Pointing entries for named objects
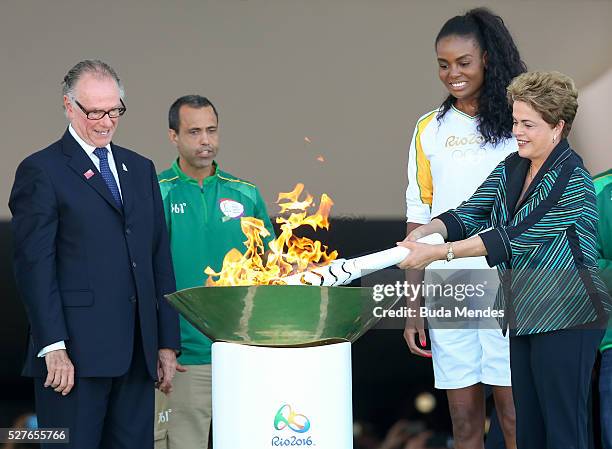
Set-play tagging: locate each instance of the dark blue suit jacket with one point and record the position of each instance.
(85, 267)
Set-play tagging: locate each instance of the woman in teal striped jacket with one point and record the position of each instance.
(535, 219)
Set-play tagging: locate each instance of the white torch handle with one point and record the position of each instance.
(391, 256)
(342, 272)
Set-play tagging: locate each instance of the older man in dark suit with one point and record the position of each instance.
(92, 264)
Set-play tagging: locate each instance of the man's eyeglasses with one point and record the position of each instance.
(97, 115)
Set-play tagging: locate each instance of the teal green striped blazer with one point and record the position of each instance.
(545, 247)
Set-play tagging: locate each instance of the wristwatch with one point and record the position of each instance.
(450, 255)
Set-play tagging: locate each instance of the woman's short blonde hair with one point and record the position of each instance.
(552, 94)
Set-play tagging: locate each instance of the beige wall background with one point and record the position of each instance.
(351, 76)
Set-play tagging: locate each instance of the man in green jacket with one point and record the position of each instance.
(203, 206)
(603, 190)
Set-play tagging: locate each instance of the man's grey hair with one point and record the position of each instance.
(91, 66)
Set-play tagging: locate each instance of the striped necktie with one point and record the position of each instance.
(107, 175)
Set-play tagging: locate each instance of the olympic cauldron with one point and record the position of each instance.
(281, 357)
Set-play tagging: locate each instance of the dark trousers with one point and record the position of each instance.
(102, 412)
(551, 376)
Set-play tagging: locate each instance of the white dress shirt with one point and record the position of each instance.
(89, 150)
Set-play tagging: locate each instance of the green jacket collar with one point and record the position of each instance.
(183, 177)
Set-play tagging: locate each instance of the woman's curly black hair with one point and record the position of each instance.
(503, 64)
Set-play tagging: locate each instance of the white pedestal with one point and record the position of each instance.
(266, 397)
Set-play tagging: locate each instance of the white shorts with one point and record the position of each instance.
(467, 353)
(464, 357)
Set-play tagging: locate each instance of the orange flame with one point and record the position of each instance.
(288, 253)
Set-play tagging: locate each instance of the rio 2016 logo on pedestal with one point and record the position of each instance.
(286, 418)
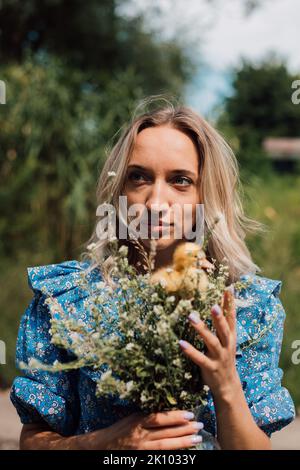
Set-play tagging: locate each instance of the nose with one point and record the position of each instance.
(157, 202)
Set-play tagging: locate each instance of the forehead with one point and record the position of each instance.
(165, 144)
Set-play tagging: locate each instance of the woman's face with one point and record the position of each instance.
(163, 174)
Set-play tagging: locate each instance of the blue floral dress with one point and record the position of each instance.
(66, 400)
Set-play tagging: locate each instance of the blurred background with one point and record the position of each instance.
(74, 71)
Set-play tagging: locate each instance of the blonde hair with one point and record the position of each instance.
(219, 188)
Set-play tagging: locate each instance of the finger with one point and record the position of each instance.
(196, 356)
(229, 309)
(204, 263)
(221, 325)
(211, 340)
(174, 431)
(173, 443)
(167, 418)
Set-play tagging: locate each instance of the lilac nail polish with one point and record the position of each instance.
(195, 439)
(198, 426)
(188, 415)
(216, 310)
(194, 317)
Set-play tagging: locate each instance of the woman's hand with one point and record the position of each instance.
(217, 366)
(162, 431)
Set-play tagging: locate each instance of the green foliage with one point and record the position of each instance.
(260, 106)
(54, 131)
(276, 202)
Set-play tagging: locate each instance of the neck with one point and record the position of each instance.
(162, 259)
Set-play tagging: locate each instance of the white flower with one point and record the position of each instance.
(91, 246)
(129, 385)
(158, 309)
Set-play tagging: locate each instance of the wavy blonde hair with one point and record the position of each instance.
(219, 187)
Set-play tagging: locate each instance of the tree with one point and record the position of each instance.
(260, 106)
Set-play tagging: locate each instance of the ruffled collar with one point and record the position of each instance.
(62, 281)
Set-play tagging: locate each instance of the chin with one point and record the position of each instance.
(161, 243)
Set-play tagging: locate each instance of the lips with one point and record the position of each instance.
(161, 223)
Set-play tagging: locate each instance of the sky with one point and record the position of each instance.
(222, 34)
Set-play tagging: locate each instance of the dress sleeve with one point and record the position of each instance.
(41, 396)
(270, 403)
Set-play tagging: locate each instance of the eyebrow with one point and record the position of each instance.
(177, 171)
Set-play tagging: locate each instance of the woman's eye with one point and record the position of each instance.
(183, 180)
(136, 177)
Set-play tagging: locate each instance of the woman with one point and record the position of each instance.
(166, 156)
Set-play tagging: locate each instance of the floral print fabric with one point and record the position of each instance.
(66, 400)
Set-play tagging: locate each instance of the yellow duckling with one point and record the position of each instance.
(184, 273)
(185, 255)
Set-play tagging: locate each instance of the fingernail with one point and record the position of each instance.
(231, 288)
(198, 426)
(188, 415)
(196, 439)
(194, 317)
(183, 344)
(216, 310)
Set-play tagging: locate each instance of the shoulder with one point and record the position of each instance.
(63, 283)
(257, 287)
(260, 313)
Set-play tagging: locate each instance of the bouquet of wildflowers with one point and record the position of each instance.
(139, 347)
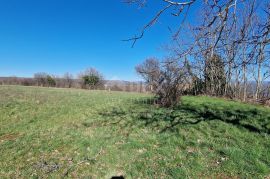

**Description of the task**
Put each line of the material above into a Markdown table with the columns "Row" and "Line," numbering the rows and leaving out blank lines and the pictures.

**Response**
| Row | Line |
|---|---|
| 1 | Set-play tagging: locate each instance of the dark blue suit jacket with one point and record the position of each instance. |
| 2 | (85, 267) |
| 3 | Set-play tagging: locate each instance of the woman in teal striped jacket with one point and record the position of each instance. |
| 4 | (535, 219) |
| 5 | Set-play tagging: locate each instance of the white torch handle with one point and record the position of each instance. |
| 6 | (391, 256) |
| 7 | (342, 272) |
| 8 | Set-play tagging: locate each instance of the older man in dark suit with one point and record the position of each instance. |
| 9 | (92, 264) |
| 10 | Set-play tagging: locate each instance of the man's eyeglasses with one point and record the position of each instance. |
| 11 | (97, 115) |
| 12 | Set-play tagging: locate each instance of the teal green striped blazer with one point and record the position of each instance. |
| 13 | (545, 247) |
| 14 | Set-play tagging: locate each instance of the wristwatch with one point and record the position of each instance. |
| 15 | (450, 255) |
| 16 | Set-play tagging: locate each instance of the woman's short blonde hair with one point and record the position of each instance. |
| 17 | (552, 94) |
| 18 | Set-play tagging: locate each instance of the beige wall background with one point and record the position of each instance. |
| 19 | (351, 76) |
| 20 | Set-play tagging: locate each instance of the man in green jacket with one point and record the position of each instance. |
| 21 | (203, 206) |
| 22 | (603, 190) |
| 23 | Set-play tagging: locate each instance of the man's grey hair with one point and record the position of each instance. |
| 24 | (91, 66) |
| 25 | Set-play tagging: locate each instance of the striped necktie with one point and record the position of each instance. |
| 26 | (107, 175) |
| 27 | Set-play tagging: locate each instance of the olympic cauldron with one point and record the position of each instance. |
| 28 | (281, 357) |
| 29 | Set-play tagging: locate each instance of the dark trousers with one point and record the position of each instance. |
| 30 | (102, 412) |
| 31 | (551, 376) |
| 32 | Set-play tagging: locate each instance of the white dress shirt with one point and record the position of each instance. |
| 33 | (89, 150) |
| 34 | Set-play tagging: locate each instance of the green jacket collar with one point and record the position of each instance. |
| 35 | (183, 177) |
| 36 | Set-play tagging: locate each instance of the woman's curly black hair with one point and record the position of each instance. |
| 37 | (503, 64) |
| 38 | Set-play tagging: locate each instance of the white pedestal with one point and record the position of each instance. |
| 39 | (266, 397) |
| 40 | Set-play tagging: locate each instance of the white shorts with one point and record the position of each instance. |
| 41 | (467, 353) |
| 42 | (464, 357) |
| 43 | Set-play tagging: locate each instance of the orange flame with one point and record the position of each instance. |
| 44 | (288, 253) |
| 45 | Set-play tagging: locate each instance of the rio 2016 logo on pedestal with one point and record the position of each instance. |
| 46 | (286, 418) |
| 47 | Set-play tagging: locate each instance of the nose with one point and record the position of each instance. |
| 48 | (157, 202) |
| 49 | Set-play tagging: locate each instance of the forehead with one point and record the position of each instance. |
| 50 | (165, 144) |
| 51 | Set-play tagging: locate each instance of the woman's face with one point and record the position of each instance. |
| 52 | (163, 174) |
| 53 | Set-play tagging: locate each instance of the blue floral dress with one point and record the position of each instance. |
| 54 | (66, 400) |
| 55 | Set-play tagging: locate each instance of the blurred background with one point and record the position of each instance. |
| 56 | (74, 71) |
| 57 | Set-play tagging: locate each instance of the blonde hair with one point and record the position of each instance. |
| 58 | (219, 188) |
| 59 | Set-play tagging: locate each instance of the finger with one point and record the position of each instance. |
| 60 | (196, 356) |
| 61 | (229, 309) |
| 62 | (204, 263) |
| 63 | (221, 325) |
| 64 | (211, 340) |
| 65 | (174, 431) |
| 66 | (173, 443) |
| 67 | (167, 418) |
| 68 | Set-play tagging: locate each instance of the lilac nail polish with one point and record the position of each instance. |
| 69 | (195, 439) |
| 70 | (198, 426) |
| 71 | (188, 415) |
| 72 | (216, 310) |
| 73 | (194, 317) |
| 74 | Set-play tagging: locate each instance of the woman's hand with one point and record the position of each instance. |
| 75 | (217, 366) |
| 76 | (162, 431) |
| 77 | Set-play tagging: locate each instance of the green foliage with one point and record the position of each instance. |
| 78 | (260, 106) |
| 79 | (54, 131) |
| 80 | (276, 202) |
| 81 | Set-play tagging: locate each instance of the neck with one point and record the position of each instance. |
| 82 | (162, 259) |
| 83 | Set-play tagging: locate each instance of the white flower with one point and record the position of each instance. |
| 84 | (91, 246) |
| 85 | (129, 385) |
| 86 | (158, 309) |
| 87 | Set-play tagging: locate each instance of the wavy blonde hair with one point and record the position of each instance. |
| 88 | (219, 187) |
| 89 | Set-play tagging: locate each instance of the tree with one point and record the position of each instance. |
| 90 | (260, 106) |
| 91 | Set-play tagging: locate each instance of the ruffled collar with one point and record the position of each instance. |
| 92 | (62, 281) |
| 93 | Set-play tagging: locate each instance of the chin with one point and record the position of each instance. |
| 94 | (161, 243) |
| 95 | Set-play tagging: locate each instance of the lips with one point and record the position of each instance. |
| 96 | (161, 223) |
| 97 | Set-play tagging: locate each instance of the sky with one point and record the position of each instance. |
| 98 | (222, 34) |
| 99 | Set-play tagging: locate each instance of the dress sleeve with one point and record the position of each instance. |
| 100 | (41, 396) |
| 101 | (270, 403) |
| 102 | Set-play tagging: locate each instance of the eyebrow with one point and record the position of each instance. |
| 103 | (177, 171) |
| 104 | Set-play tagging: locate each instance of the woman's eye with one point and record the position of each instance. |
| 105 | (183, 180) |
| 106 | (136, 177) |
| 107 | Set-play tagging: locate each instance of the woman with one point and record the position of each instance. |
| 108 | (166, 156) |
| 109 | Set-play tagging: locate each instance of the floral print fabric with one point and record the position of each instance. |
| 110 | (66, 400) |
| 111 | Set-play tagging: locate each instance of the yellow duckling with one point and record the position of each instance. |
| 112 | (184, 273) |
| 113 | (185, 255) |
| 114 | Set-play tagging: locate each instance of the fingernail with one point and record the position of each instance. |
| 115 | (231, 288) |
| 116 | (198, 426) |
| 117 | (188, 415) |
| 118 | (196, 439) |
| 119 | (194, 317) |
| 120 | (183, 344) |
| 121 | (216, 310) |
| 122 | Set-play tagging: locate each instance of the shoulder with one point and record the position of each instance. |
| 123 | (63, 283) |
| 124 | (257, 287) |
| 125 | (260, 313) |
| 126 | Set-play tagging: locate each instance of the bouquet of wildflowers with one point and record the position of each instance. |
| 127 | (139, 347) |